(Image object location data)
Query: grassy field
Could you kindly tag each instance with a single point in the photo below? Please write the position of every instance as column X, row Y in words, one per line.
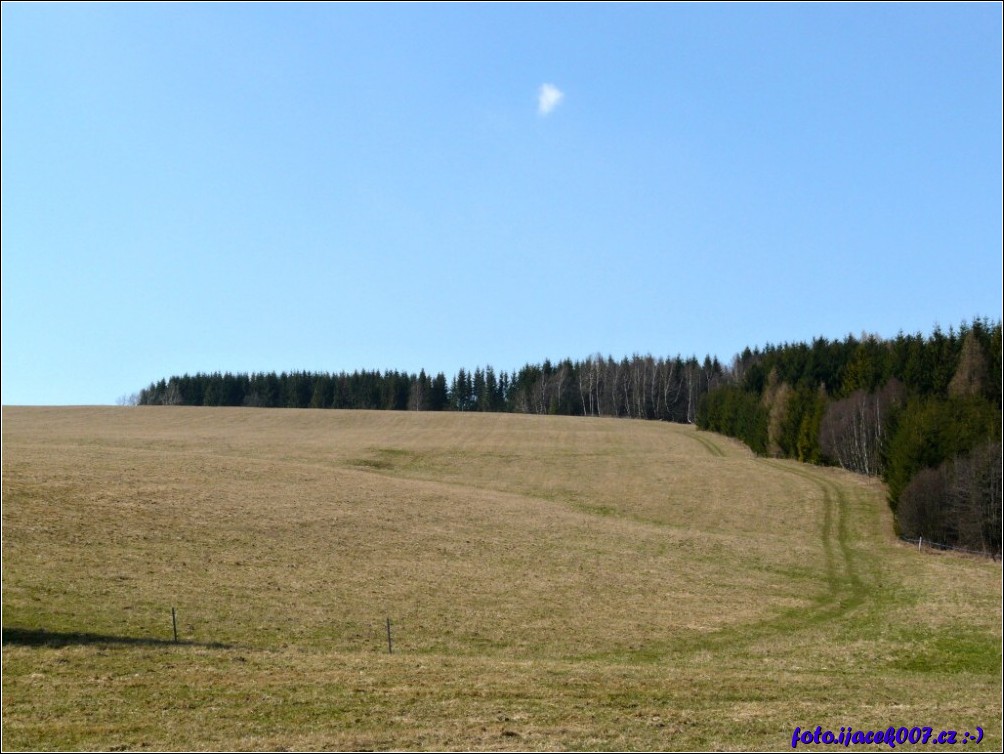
column 551, row 583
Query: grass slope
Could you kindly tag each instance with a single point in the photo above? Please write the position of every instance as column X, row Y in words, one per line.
column 552, row 583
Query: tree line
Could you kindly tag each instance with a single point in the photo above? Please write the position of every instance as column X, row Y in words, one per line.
column 641, row 388
column 922, row 413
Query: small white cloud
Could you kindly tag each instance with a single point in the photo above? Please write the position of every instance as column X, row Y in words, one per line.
column 548, row 97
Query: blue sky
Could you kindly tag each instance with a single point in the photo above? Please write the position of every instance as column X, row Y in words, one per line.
column 246, row 188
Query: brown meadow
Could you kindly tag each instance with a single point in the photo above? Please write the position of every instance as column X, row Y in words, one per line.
column 552, row 582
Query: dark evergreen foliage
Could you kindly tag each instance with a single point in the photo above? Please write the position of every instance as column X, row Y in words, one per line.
column 923, row 413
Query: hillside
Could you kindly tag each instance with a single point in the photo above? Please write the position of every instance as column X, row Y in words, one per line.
column 551, row 582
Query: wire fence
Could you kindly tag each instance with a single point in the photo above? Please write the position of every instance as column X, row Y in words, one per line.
column 921, row 543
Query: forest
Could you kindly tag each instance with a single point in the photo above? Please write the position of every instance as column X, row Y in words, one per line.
column 921, row 412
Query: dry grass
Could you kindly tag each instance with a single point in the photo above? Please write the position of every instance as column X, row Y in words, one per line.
column 553, row 583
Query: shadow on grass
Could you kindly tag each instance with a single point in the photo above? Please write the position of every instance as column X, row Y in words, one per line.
column 42, row 638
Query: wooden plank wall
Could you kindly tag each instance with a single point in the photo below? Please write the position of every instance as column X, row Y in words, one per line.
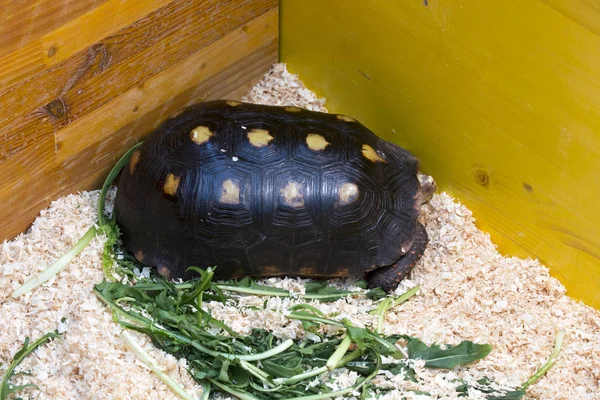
column 81, row 81
column 499, row 99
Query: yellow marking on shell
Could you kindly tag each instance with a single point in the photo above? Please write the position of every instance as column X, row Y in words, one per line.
column 259, row 137
column 270, row 270
column 171, row 185
column 164, row 271
column 348, row 193
column 308, row 270
column 292, row 195
column 135, row 158
column 316, row 142
column 230, row 193
column 371, row 154
column 345, row 118
column 201, row 134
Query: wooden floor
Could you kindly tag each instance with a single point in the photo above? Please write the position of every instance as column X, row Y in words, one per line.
column 81, row 81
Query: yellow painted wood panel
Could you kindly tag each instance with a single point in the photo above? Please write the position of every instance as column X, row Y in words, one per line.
column 63, row 127
column 499, row 100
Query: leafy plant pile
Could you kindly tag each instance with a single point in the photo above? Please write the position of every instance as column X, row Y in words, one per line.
column 260, row 366
column 178, row 319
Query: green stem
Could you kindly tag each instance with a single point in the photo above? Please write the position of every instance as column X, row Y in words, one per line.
column 342, row 392
column 151, row 363
column 57, row 266
column 257, row 372
column 303, row 317
column 142, row 323
column 553, row 357
column 109, row 180
column 390, row 303
column 315, row 372
column 339, row 353
column 225, row 388
column 19, row 357
column 257, row 292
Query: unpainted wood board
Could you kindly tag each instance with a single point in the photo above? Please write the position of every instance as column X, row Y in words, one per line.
column 78, row 156
column 24, row 21
column 93, row 77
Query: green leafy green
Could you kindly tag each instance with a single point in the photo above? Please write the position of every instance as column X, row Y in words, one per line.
column 6, row 388
column 435, row 357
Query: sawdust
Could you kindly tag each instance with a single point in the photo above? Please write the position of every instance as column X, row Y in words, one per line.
column 468, row 292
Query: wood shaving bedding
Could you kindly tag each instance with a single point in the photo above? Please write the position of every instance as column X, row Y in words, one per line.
column 468, row 292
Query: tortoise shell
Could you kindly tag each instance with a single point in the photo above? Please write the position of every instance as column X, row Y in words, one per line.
column 261, row 190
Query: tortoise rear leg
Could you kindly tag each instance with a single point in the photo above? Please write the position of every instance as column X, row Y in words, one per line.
column 389, row 277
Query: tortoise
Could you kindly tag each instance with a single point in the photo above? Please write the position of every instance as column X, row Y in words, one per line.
column 260, row 191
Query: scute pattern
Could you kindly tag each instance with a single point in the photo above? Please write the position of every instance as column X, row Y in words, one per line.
column 262, row 232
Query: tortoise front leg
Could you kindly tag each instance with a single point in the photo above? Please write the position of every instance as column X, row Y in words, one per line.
column 389, row 277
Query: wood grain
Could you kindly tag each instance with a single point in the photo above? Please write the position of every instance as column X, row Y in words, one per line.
column 63, row 127
column 500, row 101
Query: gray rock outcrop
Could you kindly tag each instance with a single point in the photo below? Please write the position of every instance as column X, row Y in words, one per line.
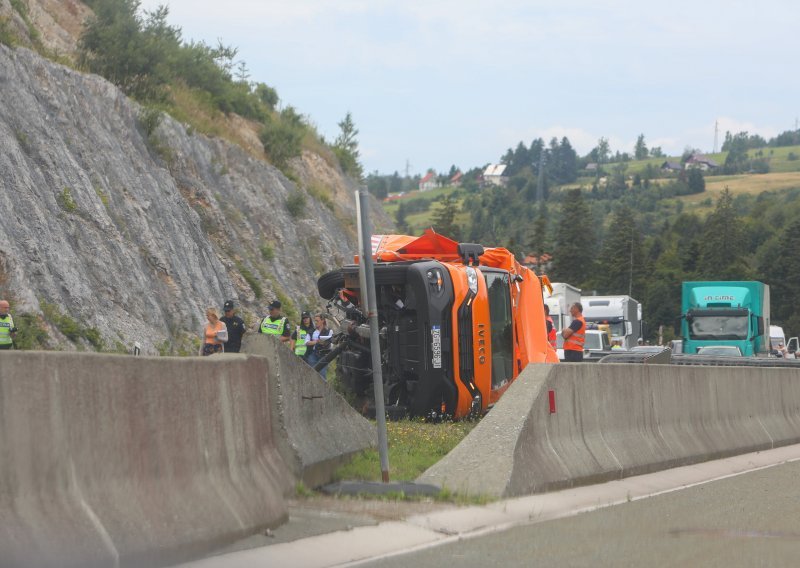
column 133, row 232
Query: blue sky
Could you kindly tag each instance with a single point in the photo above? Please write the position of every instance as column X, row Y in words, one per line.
column 458, row 82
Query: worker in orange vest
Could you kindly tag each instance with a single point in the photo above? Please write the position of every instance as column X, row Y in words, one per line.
column 551, row 328
column 574, row 335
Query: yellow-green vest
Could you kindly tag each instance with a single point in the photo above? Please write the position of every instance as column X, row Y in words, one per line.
column 273, row 327
column 6, row 324
column 300, row 343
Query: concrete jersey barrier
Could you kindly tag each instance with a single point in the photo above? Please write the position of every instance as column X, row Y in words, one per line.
column 316, row 429
column 121, row 461
column 605, row 422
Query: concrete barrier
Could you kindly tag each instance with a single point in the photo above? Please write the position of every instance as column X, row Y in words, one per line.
column 563, row 425
column 120, row 461
column 316, row 429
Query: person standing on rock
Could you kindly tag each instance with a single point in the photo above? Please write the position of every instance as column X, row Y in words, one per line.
column 7, row 329
column 235, row 326
column 302, row 335
column 276, row 324
column 215, row 334
column 320, row 343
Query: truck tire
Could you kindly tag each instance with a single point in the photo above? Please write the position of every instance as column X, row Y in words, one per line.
column 329, row 282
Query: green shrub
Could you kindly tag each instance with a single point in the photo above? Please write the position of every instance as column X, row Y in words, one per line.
column 66, row 201
column 267, row 252
column 31, row 333
column 251, row 280
column 296, row 205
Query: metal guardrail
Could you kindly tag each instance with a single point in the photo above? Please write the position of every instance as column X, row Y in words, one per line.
column 645, row 357
column 666, row 357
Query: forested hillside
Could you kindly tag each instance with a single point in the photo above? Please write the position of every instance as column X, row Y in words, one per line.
column 613, row 224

- **Requirements**
Copy out all of the data above word for word, omitting the pictures.

- **Output**
Query: grassy field
Could you kindly tag each instance with a single point in the photo below? Please write the position of every instance as column X, row Y in words, one per line.
column 551, row 583
Query: grass slope
Could you kindly tag each instance with a single point in the photo above? Please write the position of every instance as column X, row Y in words, one per line.
column 552, row 583
Query: tree line
Could you kindly tag each instance with a single point in the photo above? Please write the position of every instance as column X, row Y in words, one per line.
column 641, row 388
column 922, row 413
Query: small white cloud
Could you kindly tag each instance with a single point in the photo above? Please write the position of every instance as column X, row Y in words, one per line.
column 548, row 97
Query: blue sky
Could you kindly tag each instance with a single point in the photo above? Please write the position of every instance as column X, row Y in words, one per line.
column 246, row 188
Query: brown meadow
Could you kindly tag each instance with a single point in the photo above? Please write the position of every instance as column X, row Y in words, one per line.
column 552, row 582
Query: dark evergreen foliage
Could you kindly tag each instance with a single point in the photo above? Please write the position of every instance as column X, row Y in words, one per line.
column 923, row 413
Query: hillside
Could you kindly tag each instance with a single point in the photo above? Please write the position of every instance as column X, row Y in words, one per line.
column 551, row 582
Query: wire fence
Could you kindly tag each instance with a single point in the photo above? Please write the position of every instance as column X, row Y in words, one per line.
column 921, row 543
Query: forest
Could you kindly tag each instance with a single point in the photo above? Please write the position of every instance as column X, row Y in words, one per line.
column 921, row 412
Query: dry grass
Could you kindly tag each instance with a single point in the photo above? Please write the position of every instance as column X, row Y in words, one per line.
column 553, row 583
Query: shadow on grass
Could you kindly tag each instance with a single point in the photo above? Please write the position of every instance as column X, row Y in words, one per line.
column 42, row 638
Query: wooden plank wall
Could you kindly tag each instance with a single point in the photo below? Please write the position of every instance as column X, row Y in words, one per line.
column 81, row 81
column 499, row 99
Query: yellow marking on shell
Could you kindly tag each instance with a single point in the photo above? Please write the position of every instance as column X, row Y in words, one per line.
column 259, row 137
column 270, row 270
column 171, row 185
column 164, row 271
column 348, row 193
column 308, row 270
column 292, row 195
column 135, row 158
column 316, row 142
column 230, row 193
column 371, row 154
column 345, row 118
column 201, row 134
Query: wooden floor
Could you kindly tag each instance with a single point in the photo above? Please write the position of every instance as column X, row Y in words, one per line.
column 81, row 81
Query: yellow painted wood panel
Could you kindly tag each instance with a single point in the photo above? Please write the position of every instance as column X, row Y in words, one per line.
column 63, row 127
column 499, row 100
Query: leafy plant pile
Could you kindly tag each instance with a single point in the photo above? Please write the position of every instance as column X, row Y in words, one per line.
column 260, row 366
column 178, row 319
Query: green stem
Could you kindly tag each instance with a single point in the photo above? Please write the position of every instance as column X, row Y in words, one per line.
column 342, row 392
column 151, row 363
column 57, row 266
column 257, row 372
column 303, row 317
column 142, row 323
column 553, row 357
column 109, row 180
column 390, row 303
column 315, row 372
column 339, row 353
column 225, row 388
column 19, row 357
column 257, row 292
Query: unpainted wood board
Could you kindly tag each instance with a single point in the photo above? Please write the position of every instance as column X, row Y in words, one per line.
column 78, row 156
column 24, row 21
column 93, row 77
Query: green leafy green
Could you kindly tag each instance with a single point in the photo above? Please write the position of every instance as column X, row Y in words, one per line.
column 6, row 388
column 435, row 357
Query: sawdust
Could you kindly tag each instance with a single point in the photo above? Please write the position of every instance as column X, row Y in words, one per line.
column 468, row 292
Query: wood shaving bedding
Could you kindly tag each instance with a single point in the photo above? Please write the position of every instance as column X, row Y in words, one per line.
column 468, row 292
Query: tortoise shell
Could you kindly tag each instance with a single point in the photo above? Please write the position of every instance as column X, row Y in words, one per line.
column 261, row 190
Query: tortoise rear leg
Could you kindly tag each instance with a single point in the photo above? Please write the position of every instance as column X, row Y in words, one per line.
column 389, row 277
Query: tortoise
Could you kindly tag each instance with a single point in the photo above? Please write the position of every instance as column X, row Y in words, one per line.
column 260, row 191
Query: scute pattern
Could you kindly tag each instance with a single point in the photo above? Please write the position of every instance as column X, row Y in words, one per line.
column 262, row 232
Query: tortoise front leg
Could you kindly tag each instance with a single point in the photo above? Please write the position of every instance as column X, row Y in words, one per line.
column 389, row 277
Query: wood grain
Could you kindly tag each instance with a single point in the photo above? Please write the position of every instance as column X, row Y in words, one per line.
column 63, row 127
column 500, row 101
Query: gray rock outcrop
Could you kindly tag each instance with a single point in the photo below? Please write the position of every instance as column X, row Y in words, one per line.
column 133, row 232
Query: blue sky
Could you kindly tag each instance with a single point in the photo above? Please write the position of every instance as column X, row Y in words, one per line.
column 458, row 82
Query: worker in orange vest
Could you kindly tag each instance with a single point in the photo above? Please write the position of every instance as column X, row Y in words, one per line.
column 551, row 328
column 574, row 335
Query: yellow-green vest
Could you kindly tag each instance with a single point in the photo above? Please write the position of every instance as column X, row Y in words, one per line.
column 273, row 327
column 6, row 324
column 300, row 343
Query: concrete jersey barrier
Could you kindly tag each instance with a single point in the photo above? Please write the position of every instance as column X, row Y in words, one per line.
column 316, row 429
column 121, row 461
column 605, row 422
Query: concrete barrier
Could you kindly tag each instance with a single point in the photo above? Please write the position of every instance as column X, row Y in words, one per line.
column 563, row 425
column 120, row 461
column 316, row 429
Query: person standing on rock
Could you kindly tag each instance with a single point in the photo above? Please write the position of every instance as column X, row Y in words, one per line.
column 7, row 329
column 235, row 326
column 302, row 335
column 276, row 324
column 215, row 334
column 320, row 343
Query: truck tire
Could you kindly tag each instance with a single point in the photo above? Please write the position of every instance as column X, row Y in words, one per line.
column 329, row 282
Query: green shrub
Could you kindly tag each instance with a single point in the photo above? Please write the position of every instance as column X, row Y in words, one per line.
column 66, row 201
column 267, row 252
column 31, row 333
column 251, row 280
column 296, row 205
Query: metal guardrail
Could you kindly tag each instance with a single point in the photo above? Please write the position of every instance as column X, row Y in words, one per line.
column 645, row 357
column 666, row 357
Query: forested hillside
Could you kindly tag each instance with a single point in the photo above? Please write the position of every instance as column X, row Y in words, one per line.
column 613, row 224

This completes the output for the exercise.